Requirements:
Images appear in the records below; leave them out and repeat everything else exactly.

___ Dataset rows ___

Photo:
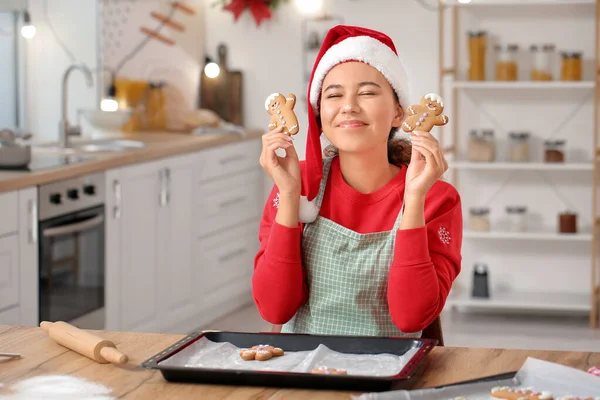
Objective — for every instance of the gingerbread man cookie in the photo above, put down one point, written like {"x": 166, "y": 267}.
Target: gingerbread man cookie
{"x": 329, "y": 371}
{"x": 261, "y": 353}
{"x": 281, "y": 109}
{"x": 426, "y": 115}
{"x": 508, "y": 393}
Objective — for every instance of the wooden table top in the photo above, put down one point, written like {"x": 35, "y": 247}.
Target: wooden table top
{"x": 42, "y": 356}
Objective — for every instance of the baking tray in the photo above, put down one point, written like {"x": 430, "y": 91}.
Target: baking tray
{"x": 299, "y": 342}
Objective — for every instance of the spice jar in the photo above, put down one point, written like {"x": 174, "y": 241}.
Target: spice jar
{"x": 567, "y": 222}
{"x": 554, "y": 151}
{"x": 477, "y": 49}
{"x": 519, "y": 146}
{"x": 517, "y": 218}
{"x": 479, "y": 220}
{"x": 481, "y": 147}
{"x": 506, "y": 62}
{"x": 541, "y": 62}
{"x": 570, "y": 66}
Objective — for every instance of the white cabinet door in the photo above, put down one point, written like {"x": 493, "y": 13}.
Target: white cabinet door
{"x": 9, "y": 271}
{"x": 28, "y": 257}
{"x": 175, "y": 242}
{"x": 132, "y": 263}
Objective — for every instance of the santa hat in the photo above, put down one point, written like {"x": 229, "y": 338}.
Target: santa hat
{"x": 344, "y": 43}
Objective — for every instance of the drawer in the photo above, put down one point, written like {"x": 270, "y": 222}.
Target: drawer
{"x": 227, "y": 202}
{"x": 9, "y": 213}
{"x": 227, "y": 160}
{"x": 225, "y": 258}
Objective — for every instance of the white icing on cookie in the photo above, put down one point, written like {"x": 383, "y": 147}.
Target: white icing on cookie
{"x": 436, "y": 98}
{"x": 270, "y": 99}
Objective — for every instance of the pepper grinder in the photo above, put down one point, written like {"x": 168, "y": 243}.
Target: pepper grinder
{"x": 480, "y": 281}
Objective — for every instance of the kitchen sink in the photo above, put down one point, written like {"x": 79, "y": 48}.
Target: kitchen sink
{"x": 91, "y": 146}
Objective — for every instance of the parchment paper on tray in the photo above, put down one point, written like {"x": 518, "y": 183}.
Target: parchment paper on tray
{"x": 537, "y": 374}
{"x": 208, "y": 354}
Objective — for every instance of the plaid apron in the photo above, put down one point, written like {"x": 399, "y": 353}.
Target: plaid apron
{"x": 347, "y": 278}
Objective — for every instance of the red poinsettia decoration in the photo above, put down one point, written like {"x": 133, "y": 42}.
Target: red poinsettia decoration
{"x": 260, "y": 9}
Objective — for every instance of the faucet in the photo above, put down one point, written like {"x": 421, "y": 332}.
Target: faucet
{"x": 65, "y": 129}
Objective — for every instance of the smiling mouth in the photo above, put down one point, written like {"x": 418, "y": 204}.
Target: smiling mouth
{"x": 351, "y": 124}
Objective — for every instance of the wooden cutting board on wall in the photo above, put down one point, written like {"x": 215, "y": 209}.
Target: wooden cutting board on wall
{"x": 223, "y": 94}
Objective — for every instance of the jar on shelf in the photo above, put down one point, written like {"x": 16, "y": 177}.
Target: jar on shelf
{"x": 506, "y": 62}
{"x": 567, "y": 222}
{"x": 554, "y": 151}
{"x": 517, "y": 218}
{"x": 481, "y": 146}
{"x": 518, "y": 150}
{"x": 570, "y": 69}
{"x": 477, "y": 51}
{"x": 541, "y": 62}
{"x": 479, "y": 219}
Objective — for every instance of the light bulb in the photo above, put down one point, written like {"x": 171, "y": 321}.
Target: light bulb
{"x": 309, "y": 6}
{"x": 28, "y": 31}
{"x": 212, "y": 70}
{"x": 109, "y": 105}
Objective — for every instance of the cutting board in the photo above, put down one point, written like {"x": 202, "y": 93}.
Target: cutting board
{"x": 223, "y": 94}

___

Answer:
Photo:
Objective — for every instance of the gingerbread man cookie in the photo above, put down one point, written like {"x": 166, "y": 267}.
Target: gingerbread man cookie
{"x": 329, "y": 371}
{"x": 261, "y": 353}
{"x": 281, "y": 109}
{"x": 426, "y": 115}
{"x": 508, "y": 393}
Objective — for every instance of the wooden table top in the photo above, put down one point, written like {"x": 35, "y": 247}.
Target: wooden table top
{"x": 42, "y": 356}
Objective — for every instance of the baking tray in the photo above, put down one point, written like {"x": 430, "y": 91}.
Target: baking tray
{"x": 299, "y": 342}
Objective — for every instance of the spice jar in the photo above, put down one point, written like {"x": 174, "y": 241}.
Target: spice jar
{"x": 567, "y": 222}
{"x": 554, "y": 151}
{"x": 477, "y": 49}
{"x": 519, "y": 146}
{"x": 517, "y": 218}
{"x": 479, "y": 220}
{"x": 481, "y": 147}
{"x": 506, "y": 62}
{"x": 541, "y": 62}
{"x": 570, "y": 66}
Objective — for every instance of the white cabinet door in the photo above, put down one point, written like {"x": 493, "y": 13}.
Target: white cabinet door
{"x": 9, "y": 271}
{"x": 28, "y": 257}
{"x": 175, "y": 242}
{"x": 132, "y": 263}
Objective — for every instance of the santa hat in the photo above, put down one point, written like {"x": 229, "y": 338}.
Target: santa hat
{"x": 344, "y": 43}
Objective — for every instance of the drawer in the photo above, put down one point, written like {"x": 270, "y": 222}.
Target: drawer
{"x": 227, "y": 202}
{"x": 9, "y": 213}
{"x": 227, "y": 160}
{"x": 225, "y": 258}
Objective — for every instance of the white icing on cookie in the photo above, put down one point, written like {"x": 383, "y": 147}.
Target: white icing on cookie
{"x": 436, "y": 98}
{"x": 270, "y": 99}
Objective — for every instance of the pepper grinder in the photo above, put down one point, written like {"x": 168, "y": 243}.
Target: pepper grinder
{"x": 480, "y": 281}
Objective — for every instance of the kitchen sink in the photo above, put down one point, written like {"x": 79, "y": 48}.
Target: kitchen sink
{"x": 91, "y": 146}
Objective — for every instance of the parchment paper on tray in the photo above, put down one point, written like {"x": 518, "y": 183}.
Target: parchment paper on tray
{"x": 537, "y": 374}
{"x": 208, "y": 354}
Objective — for every instance of the plaid apron in the photo above, put down one point, written like {"x": 399, "y": 353}.
Target: plaid apron
{"x": 347, "y": 278}
Objective — for every instance of the red poinsettia decoration in the photo above, put down one point, written like {"x": 133, "y": 42}.
Target: red poinsettia decoration
{"x": 260, "y": 9}
Objective — for every instance of the faucet in the photo above, put down one point, written like {"x": 421, "y": 332}.
Target: faucet
{"x": 65, "y": 129}
Objective — for every instance of the smiling mouth in the photo above, put down one point, written like {"x": 418, "y": 204}.
Target: smiling mouth
{"x": 351, "y": 124}
Objective — for every instance of the wooden cutting board on wall in the photo above, put down one point, written like {"x": 215, "y": 209}.
Target: wooden cutting board on wall
{"x": 223, "y": 94}
Objective — for every instance of the jar on shelf in the photo above, put down one point, written like {"x": 16, "y": 177}.
Target: jar on shelf
{"x": 506, "y": 62}
{"x": 567, "y": 222}
{"x": 554, "y": 151}
{"x": 517, "y": 218}
{"x": 481, "y": 146}
{"x": 518, "y": 150}
{"x": 570, "y": 69}
{"x": 477, "y": 51}
{"x": 541, "y": 62}
{"x": 479, "y": 219}
Objective — for every instance of the light bulb in the photo above, put down one point, written like {"x": 171, "y": 321}.
Target: light bulb
{"x": 309, "y": 6}
{"x": 28, "y": 31}
{"x": 212, "y": 70}
{"x": 109, "y": 105}
Objective — for every instance of the cutting board in the photo above, put down one point, written like {"x": 202, "y": 93}.
Target: cutting board
{"x": 223, "y": 94}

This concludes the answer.